» ZADANIA DO WYKONANIA
**a.** Odpowiedz na pytania na podstawie tekstu o Jeanne Lanvin, oznaczając odpowiedzi tak samo jak pytania.
(i) Ile lat miała Lanvin, gdy otworzyła pracownię modniarską?
(ii) Kogo poślubiła jako pierwszego męża?
(iii) Jaka linia mody powstała z czasem dzięki kreacjom szytym dla córki?
**b.** Oceń, czy poniższe stwierdzenia zgadzają się z tekstem o Jeanne Lanvin. Przy każdym odpowiedz „tak” lub „nie” i przytocz rozstrzygające słowa tekstu.
(i) Lanvin była najmłodszym dzieckiem w rodzinie.
(ii) Dom mody otworzyła dwa lata po pracowni modniarskiej.
(iii) Jej drugim mężem był dziennikarz.
**c.** Dopisz dalszy ciąg tekstu o Jeanne Lanvin, zaczynając po jego ostatnim zdaniu.

» WYBRANY FRAGMENT

- przez Agnieszka KzMP
Lanvin – francuska projektantka mody, która stworzyła prawdziwe
imperium, dom mody sygnowany swoim nazwiskiem. Mówi się, że była największą konkurencją dla Gabriel (Coco)
Chanel. Pochodząca z biednej rodziny, jako najstarsza z jedenaściorga
rodzeństwa chcąc zapomnieć o ubóstwie bardzo wcześnie zaczęła pracę
zarobkową. Jako nastolatka wykonywała kapelusze, pracownię modniarską otworzyła mając 22 lata, a 2 lata później dom mody. Paryżanki szalały za jej kreacjami a dla Jeanne szeroko otworzyły się drzwi do zamożnego paryskiego towarzystwa. Tam poznała a potem poślubiła księcia Emilio di Pietro. 2 lata później urodziła swoją jedyną ukochaną córkę Marguerite. Córka była dla matki muzą, od najmłodszych lat szyła dla niej przepiękne kreacje, co z czasem zaowocowało pierwszą na świecie linią mody dla dzieci i dorastających dziewcząt. Małżeństwo Jeanne nie przetrwało, ale dość szybko wyszła ponownie za mąż – tym razem za dziennikarza.

» ZEBRANY MATERIAŁ
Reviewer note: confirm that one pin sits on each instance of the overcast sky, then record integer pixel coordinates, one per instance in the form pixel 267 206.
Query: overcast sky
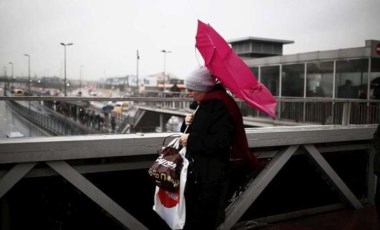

» ODPOWIEDZI
**a.**
(i) 22 lata.
(ii) Księcia Emilio di Pietro.
(iii) Pierwsza na świecie linia mody dla dzieci i dorastających dziewcząt.

**b.**
(i) Nie: „jako najstarsza z jedenaściorga rodzeństwa”.
(ii) Tak: „pracownię modniarską otworzyła mając 22 lata, a 2 lata później dom mody”.
(iii) Tak: „tym razem za dziennikarza”.

**c.**
To z jej rąk wychodziły najpiękniejsze suknie dwudziestolecia międzywojennego, niestety, nie każdego było na nie stać. Lanvin Parfums było swego rodzaju odpowiedzią domu mody dla odbiorców, którzy nie mogli pozwolić sobie na kreację, ale mogli nabyć flakon perfum ulubionej projektantki. Arcydziełem zapachowym Lanvin jest Arpége – zapach, który powstał w 1927r. i jest dostępny również i dzisiaj. Bardzo lubię i często wracam do Éclat d’Arpège, ale w dzisiejszym wpisie spróbuję odgadnąć co twórca zapachu chce nam powiedzieć nazywając go po prostu Jeanne. Zanim jednak przejdę do samego zapachu, zwracam uwagę na logo Lanvin, które przedstawia samą Jeanne z Marguerite, obraz miłości matki i córki. Historia mówi, że zdjęcie, na postawie którego powstało logo, zostało zrobione podczas jednego z balów, przedstawia Jeanne i Marguerite w strojach balowych.
Podoba mi się minimalistyczny i regularny kształt flakonu Jeanne, który doskonale ukazuje różowy płyn. Różowe barwy perfum kojarzą się z zapachem świeżym, kwiatowym i typowo wiosenno-letnim. Jeanne również taka jest, zaliczana jest do zapachów owocowo-kwiatowych. Odniesieniem do projektantki (tak mniemam) jest okalający, trochę figlarnie zawiązany tiul w jasno różowym kolorze, pod przykryciem którego umieszczono na flakonie nazwę zapachu wyszytą na kawałku materiału, który łudząco przypomina tzw. „metkę”, którą znajdujemy wszytą do odzieży. Flakon o regularnym kwadratowym kształcie wieńczy ciężki metalowy korek.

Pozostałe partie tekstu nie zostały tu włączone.